*Aim:* Output only the lines that run from the line holding "Point out the red brick" to the end of the data below, including both ends, without any pictures.

*Data:*
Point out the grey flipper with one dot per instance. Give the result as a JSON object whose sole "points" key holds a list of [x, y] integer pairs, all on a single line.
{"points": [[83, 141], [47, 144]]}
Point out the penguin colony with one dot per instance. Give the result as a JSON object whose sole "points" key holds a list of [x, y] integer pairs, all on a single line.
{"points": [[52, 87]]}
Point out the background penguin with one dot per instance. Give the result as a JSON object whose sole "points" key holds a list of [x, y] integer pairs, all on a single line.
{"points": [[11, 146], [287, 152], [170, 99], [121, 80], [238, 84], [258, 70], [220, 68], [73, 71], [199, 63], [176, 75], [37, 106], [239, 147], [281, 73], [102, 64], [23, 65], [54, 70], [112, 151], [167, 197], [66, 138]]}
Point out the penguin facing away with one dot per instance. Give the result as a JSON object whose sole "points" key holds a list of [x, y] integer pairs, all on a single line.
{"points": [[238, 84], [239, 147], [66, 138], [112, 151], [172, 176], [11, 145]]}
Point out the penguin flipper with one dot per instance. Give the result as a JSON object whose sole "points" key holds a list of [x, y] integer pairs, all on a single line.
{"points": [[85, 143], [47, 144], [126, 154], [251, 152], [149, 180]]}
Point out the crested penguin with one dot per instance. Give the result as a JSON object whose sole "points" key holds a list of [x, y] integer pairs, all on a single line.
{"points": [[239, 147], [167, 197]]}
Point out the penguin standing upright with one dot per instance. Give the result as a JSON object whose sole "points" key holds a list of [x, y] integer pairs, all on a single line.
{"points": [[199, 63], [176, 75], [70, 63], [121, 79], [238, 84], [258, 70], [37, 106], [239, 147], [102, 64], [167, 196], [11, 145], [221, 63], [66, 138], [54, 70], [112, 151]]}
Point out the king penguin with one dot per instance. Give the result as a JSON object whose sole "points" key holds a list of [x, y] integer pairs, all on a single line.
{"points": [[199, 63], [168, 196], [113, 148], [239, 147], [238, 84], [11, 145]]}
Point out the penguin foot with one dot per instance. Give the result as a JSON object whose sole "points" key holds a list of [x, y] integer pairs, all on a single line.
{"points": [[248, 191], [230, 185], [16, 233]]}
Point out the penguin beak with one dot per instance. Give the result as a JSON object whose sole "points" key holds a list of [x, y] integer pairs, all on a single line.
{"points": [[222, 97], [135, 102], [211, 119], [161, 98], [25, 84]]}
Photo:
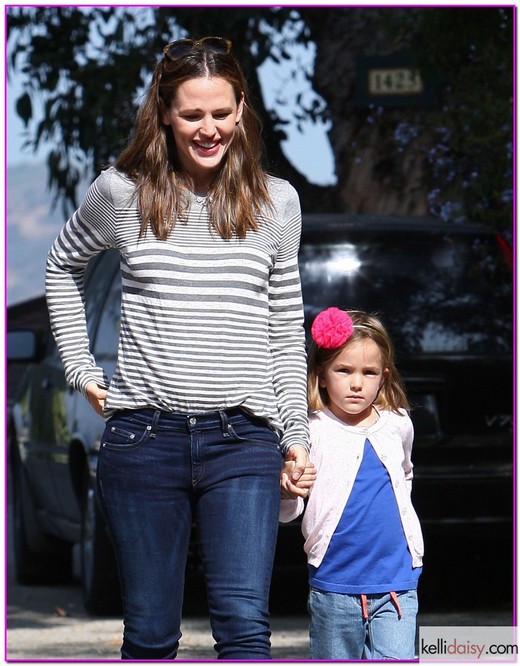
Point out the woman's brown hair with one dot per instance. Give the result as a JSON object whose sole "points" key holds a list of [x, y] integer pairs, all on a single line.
{"points": [[392, 394], [239, 191]]}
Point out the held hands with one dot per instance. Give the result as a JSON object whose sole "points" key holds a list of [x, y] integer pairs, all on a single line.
{"points": [[96, 397], [298, 473]]}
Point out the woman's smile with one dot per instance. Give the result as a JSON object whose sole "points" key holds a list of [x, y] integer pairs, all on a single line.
{"points": [[203, 117]]}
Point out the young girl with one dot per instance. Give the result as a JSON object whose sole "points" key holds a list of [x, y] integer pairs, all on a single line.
{"points": [[363, 538]]}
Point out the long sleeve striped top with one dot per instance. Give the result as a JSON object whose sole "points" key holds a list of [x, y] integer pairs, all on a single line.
{"points": [[206, 323]]}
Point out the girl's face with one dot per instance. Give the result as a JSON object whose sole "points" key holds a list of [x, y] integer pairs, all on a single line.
{"points": [[203, 117], [353, 380]]}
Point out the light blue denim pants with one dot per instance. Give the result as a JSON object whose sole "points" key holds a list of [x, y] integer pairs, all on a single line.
{"points": [[339, 630]]}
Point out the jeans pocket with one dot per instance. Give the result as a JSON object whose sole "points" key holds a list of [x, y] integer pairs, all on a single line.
{"points": [[122, 434], [254, 432]]}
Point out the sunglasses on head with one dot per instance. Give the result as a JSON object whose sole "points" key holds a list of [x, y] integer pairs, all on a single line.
{"points": [[182, 47]]}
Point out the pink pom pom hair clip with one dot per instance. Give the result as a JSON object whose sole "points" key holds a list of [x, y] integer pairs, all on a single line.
{"points": [[332, 328]]}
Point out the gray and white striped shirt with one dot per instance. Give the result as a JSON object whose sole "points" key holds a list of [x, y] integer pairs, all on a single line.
{"points": [[206, 323]]}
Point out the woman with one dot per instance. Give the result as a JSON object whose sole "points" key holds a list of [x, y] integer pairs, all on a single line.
{"points": [[209, 392]]}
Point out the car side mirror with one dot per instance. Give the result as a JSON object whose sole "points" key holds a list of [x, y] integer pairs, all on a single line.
{"points": [[23, 346]]}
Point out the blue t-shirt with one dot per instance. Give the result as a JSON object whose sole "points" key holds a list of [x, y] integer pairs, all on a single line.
{"points": [[368, 553]]}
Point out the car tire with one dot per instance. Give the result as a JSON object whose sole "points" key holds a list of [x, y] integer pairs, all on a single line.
{"points": [[39, 558], [100, 582]]}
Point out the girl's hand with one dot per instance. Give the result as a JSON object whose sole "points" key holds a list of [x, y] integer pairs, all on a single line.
{"points": [[295, 482], [96, 397]]}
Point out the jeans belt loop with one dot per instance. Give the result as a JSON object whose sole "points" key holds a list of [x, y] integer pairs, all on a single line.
{"points": [[224, 423], [155, 420]]}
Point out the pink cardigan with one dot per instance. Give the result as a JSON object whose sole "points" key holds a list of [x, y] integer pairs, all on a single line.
{"points": [[336, 451]]}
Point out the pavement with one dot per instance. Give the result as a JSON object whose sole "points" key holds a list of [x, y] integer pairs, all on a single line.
{"points": [[49, 623]]}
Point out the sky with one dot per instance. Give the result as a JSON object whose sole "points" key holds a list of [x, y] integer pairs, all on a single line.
{"points": [[32, 231], [309, 151]]}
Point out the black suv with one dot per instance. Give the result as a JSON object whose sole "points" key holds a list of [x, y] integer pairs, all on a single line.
{"points": [[445, 293]]}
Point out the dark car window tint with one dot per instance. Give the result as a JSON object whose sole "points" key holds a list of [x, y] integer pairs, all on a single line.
{"points": [[436, 292]]}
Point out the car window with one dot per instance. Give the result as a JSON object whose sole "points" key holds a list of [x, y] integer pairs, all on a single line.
{"points": [[436, 292]]}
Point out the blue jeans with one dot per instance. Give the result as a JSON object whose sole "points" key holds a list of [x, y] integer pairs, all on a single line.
{"points": [[158, 473], [338, 629]]}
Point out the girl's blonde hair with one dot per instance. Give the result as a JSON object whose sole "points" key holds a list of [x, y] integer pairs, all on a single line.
{"points": [[392, 394], [238, 192]]}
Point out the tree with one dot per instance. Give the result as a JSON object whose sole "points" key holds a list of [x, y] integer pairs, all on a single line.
{"points": [[451, 159]]}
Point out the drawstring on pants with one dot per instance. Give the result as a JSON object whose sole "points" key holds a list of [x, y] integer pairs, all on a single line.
{"points": [[364, 605]]}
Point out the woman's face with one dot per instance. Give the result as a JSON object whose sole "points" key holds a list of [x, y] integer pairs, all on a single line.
{"points": [[203, 117]]}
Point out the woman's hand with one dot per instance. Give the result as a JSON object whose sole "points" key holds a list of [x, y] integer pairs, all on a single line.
{"points": [[96, 397], [298, 473]]}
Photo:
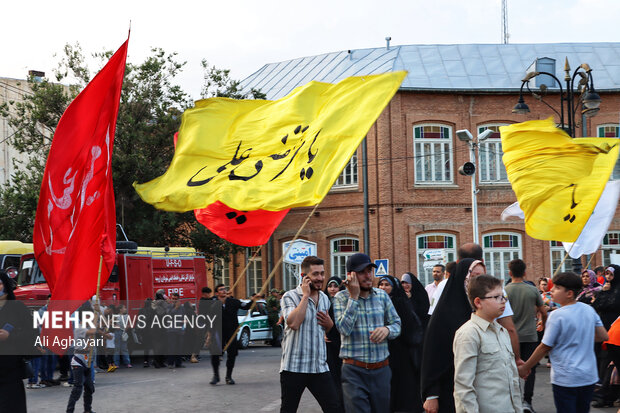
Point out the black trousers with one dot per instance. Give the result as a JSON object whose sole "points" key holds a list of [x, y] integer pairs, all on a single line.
{"points": [[528, 389], [231, 356], [81, 378], [12, 396], [321, 385]]}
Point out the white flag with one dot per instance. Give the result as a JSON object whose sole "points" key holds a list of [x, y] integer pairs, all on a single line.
{"points": [[595, 229]]}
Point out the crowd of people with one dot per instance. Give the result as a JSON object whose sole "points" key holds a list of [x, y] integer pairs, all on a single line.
{"points": [[459, 344], [377, 344]]}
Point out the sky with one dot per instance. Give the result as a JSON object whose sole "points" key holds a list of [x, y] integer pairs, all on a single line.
{"points": [[244, 35]]}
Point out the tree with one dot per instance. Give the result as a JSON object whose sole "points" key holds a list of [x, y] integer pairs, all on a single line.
{"points": [[149, 115]]}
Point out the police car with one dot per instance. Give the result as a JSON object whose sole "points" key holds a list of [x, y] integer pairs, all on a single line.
{"points": [[255, 327]]}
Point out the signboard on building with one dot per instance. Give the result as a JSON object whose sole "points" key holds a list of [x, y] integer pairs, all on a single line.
{"points": [[298, 251], [383, 267], [433, 257]]}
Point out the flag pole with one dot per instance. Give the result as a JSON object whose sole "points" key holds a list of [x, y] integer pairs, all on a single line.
{"points": [[90, 354], [557, 270], [266, 283]]}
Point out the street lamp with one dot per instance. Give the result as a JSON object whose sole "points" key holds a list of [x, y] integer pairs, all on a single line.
{"points": [[469, 169], [587, 104]]}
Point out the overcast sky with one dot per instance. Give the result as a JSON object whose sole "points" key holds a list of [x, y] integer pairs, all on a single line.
{"points": [[244, 35]]}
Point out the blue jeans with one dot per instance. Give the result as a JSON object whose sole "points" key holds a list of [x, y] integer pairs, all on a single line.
{"points": [[120, 349], [572, 399], [36, 366], [366, 391], [48, 366], [82, 379]]}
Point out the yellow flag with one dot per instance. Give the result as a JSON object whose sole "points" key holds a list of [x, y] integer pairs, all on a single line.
{"points": [[558, 180], [270, 155]]}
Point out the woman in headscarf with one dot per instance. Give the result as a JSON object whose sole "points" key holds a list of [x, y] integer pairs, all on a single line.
{"points": [[590, 287], [332, 337], [405, 350], [15, 333], [452, 311], [607, 300], [418, 297]]}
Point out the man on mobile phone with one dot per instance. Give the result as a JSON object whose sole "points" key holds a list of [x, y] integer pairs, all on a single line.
{"points": [[366, 319], [304, 354]]}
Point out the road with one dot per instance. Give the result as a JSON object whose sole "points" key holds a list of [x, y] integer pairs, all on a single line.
{"points": [[151, 390]]}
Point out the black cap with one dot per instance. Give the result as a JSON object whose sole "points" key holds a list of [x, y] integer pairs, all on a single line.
{"points": [[357, 262]]}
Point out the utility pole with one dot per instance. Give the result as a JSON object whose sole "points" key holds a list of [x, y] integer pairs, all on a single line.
{"points": [[504, 22]]}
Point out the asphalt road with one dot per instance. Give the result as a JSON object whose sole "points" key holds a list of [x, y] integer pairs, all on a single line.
{"points": [[152, 390]]}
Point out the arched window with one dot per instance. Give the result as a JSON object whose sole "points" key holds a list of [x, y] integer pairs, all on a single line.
{"points": [[610, 245], [425, 242], [557, 255], [610, 130], [499, 249], [432, 153], [221, 271], [348, 176], [491, 167], [254, 277], [341, 249]]}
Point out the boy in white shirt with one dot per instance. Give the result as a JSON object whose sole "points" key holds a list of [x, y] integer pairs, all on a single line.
{"points": [[569, 336], [486, 379]]}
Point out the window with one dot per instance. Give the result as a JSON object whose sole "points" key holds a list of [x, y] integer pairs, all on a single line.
{"points": [[254, 276], [611, 245], [610, 131], [492, 169], [290, 279], [342, 248], [432, 242], [348, 176], [221, 271], [557, 255], [499, 249], [432, 146]]}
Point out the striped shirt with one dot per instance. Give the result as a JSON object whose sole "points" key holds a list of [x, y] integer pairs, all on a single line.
{"points": [[356, 319], [303, 350]]}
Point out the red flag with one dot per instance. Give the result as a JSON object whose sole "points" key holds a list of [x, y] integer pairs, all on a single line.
{"points": [[247, 228], [76, 220]]}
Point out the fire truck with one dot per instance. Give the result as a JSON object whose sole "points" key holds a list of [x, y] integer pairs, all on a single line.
{"points": [[137, 274]]}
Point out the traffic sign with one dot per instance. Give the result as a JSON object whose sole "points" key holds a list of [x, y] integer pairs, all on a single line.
{"points": [[383, 267], [438, 254]]}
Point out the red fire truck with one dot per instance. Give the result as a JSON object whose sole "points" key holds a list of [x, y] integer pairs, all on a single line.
{"points": [[138, 273]]}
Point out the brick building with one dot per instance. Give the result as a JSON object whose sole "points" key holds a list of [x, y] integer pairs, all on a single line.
{"points": [[417, 200]]}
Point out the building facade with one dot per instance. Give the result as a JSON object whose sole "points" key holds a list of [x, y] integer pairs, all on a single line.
{"points": [[417, 200]]}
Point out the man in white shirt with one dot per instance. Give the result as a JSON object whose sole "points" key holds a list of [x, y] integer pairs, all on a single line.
{"points": [[438, 275]]}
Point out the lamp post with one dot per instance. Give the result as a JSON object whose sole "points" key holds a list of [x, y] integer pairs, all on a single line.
{"points": [[587, 103], [469, 169]]}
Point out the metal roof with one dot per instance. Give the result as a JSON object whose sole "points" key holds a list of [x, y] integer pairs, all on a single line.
{"points": [[458, 67]]}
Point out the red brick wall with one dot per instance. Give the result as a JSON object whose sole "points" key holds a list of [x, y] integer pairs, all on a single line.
{"points": [[391, 185]]}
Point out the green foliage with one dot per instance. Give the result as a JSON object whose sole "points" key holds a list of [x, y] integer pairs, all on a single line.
{"points": [[150, 113]]}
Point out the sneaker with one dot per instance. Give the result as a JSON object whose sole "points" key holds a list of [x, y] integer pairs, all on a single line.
{"points": [[527, 407]]}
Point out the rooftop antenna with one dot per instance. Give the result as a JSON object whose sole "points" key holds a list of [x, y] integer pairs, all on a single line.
{"points": [[504, 22]]}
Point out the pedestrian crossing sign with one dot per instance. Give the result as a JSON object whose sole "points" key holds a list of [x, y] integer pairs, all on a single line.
{"points": [[383, 267]]}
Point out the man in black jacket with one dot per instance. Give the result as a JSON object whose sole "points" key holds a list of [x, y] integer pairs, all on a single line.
{"points": [[230, 307]]}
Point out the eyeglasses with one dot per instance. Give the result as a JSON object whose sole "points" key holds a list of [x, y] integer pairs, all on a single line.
{"points": [[499, 298]]}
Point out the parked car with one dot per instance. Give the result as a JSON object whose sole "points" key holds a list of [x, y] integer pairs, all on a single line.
{"points": [[255, 327]]}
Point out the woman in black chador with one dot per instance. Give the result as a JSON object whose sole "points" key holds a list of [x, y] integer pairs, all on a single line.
{"points": [[405, 350]]}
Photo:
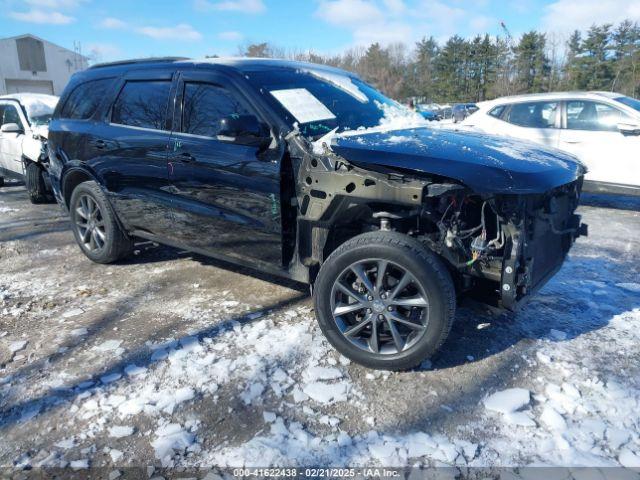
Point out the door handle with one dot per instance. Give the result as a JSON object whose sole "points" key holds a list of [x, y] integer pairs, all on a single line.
{"points": [[99, 144], [184, 157]]}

*Solution to this exercise:*
Point out the red brick wall with one dot per instance. Give the result as a JSON object whose sole "points" key holds a list of [x, y] integer pairs, all on a single line.
{"points": [[391, 185]]}
Point out the green foliage with one dot per instance. Give the result as a JSON object whose sole "points" key holds a list of [x, y] integer pairs, all on a single line.
{"points": [[150, 113]]}
Point out the sneaker with one dot per instance. Give the result as a JSON object whose sole "points" key holds a list of [x, y] integer pairs, all on a single line.
{"points": [[527, 407]]}
Point out the rooftop antenna with one dot per instance. Give the result as a JSON object whose sole "points" key holds a list of [x, y] integer pairs, all on a single line.
{"points": [[504, 22]]}
Point out the pedestrian crossing sign with one dot per instance. Give the result as a JSON object whose sole "points" key holds a list of [x, y] integer pairs, all on a single line.
{"points": [[383, 267]]}
Point out the man in black jacket with one dot per instance. Give the result as a JSON object whose sole "points" key holds a list of [x, y] integer pairs, all on a single line.
{"points": [[230, 307]]}
Point out the eyeglasses with one dot per instance. Give the result as a JSON object whose sole "points" key holds a list of [x, y] integer pairs, all on a single line.
{"points": [[499, 298]]}
Point out the parked car with one dot per instance. Give the result as a JSON object whose sole "points" key holds a list of [x, y] integer pairs, all on a single line.
{"points": [[255, 327]]}
Point out the woman in black chador with one dot per instance. Give the result as a JSON object whose sole "points" key holds a list of [x, y] integer pairs, all on a single line.
{"points": [[405, 350]]}
Photo:
Point out the door handle with one dot per instance. Give the result as a JSON object whose sole "points" key holds a list of [x, y] integer pairs, all on a single line.
{"points": [[99, 144], [184, 157]]}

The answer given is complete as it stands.